*** Extracted records ***

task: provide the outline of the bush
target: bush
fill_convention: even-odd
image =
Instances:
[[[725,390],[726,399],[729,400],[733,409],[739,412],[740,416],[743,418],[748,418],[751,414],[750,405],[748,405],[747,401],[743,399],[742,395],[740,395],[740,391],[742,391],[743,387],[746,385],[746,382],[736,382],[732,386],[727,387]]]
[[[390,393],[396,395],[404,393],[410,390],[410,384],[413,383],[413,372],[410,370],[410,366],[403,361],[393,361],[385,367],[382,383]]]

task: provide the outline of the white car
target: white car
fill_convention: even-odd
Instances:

*** End of Extracted records ***

Task:
Report each line in the data above that holds the word "white" by copying it.

Response box:
task: provide the outline of the white car
target: white car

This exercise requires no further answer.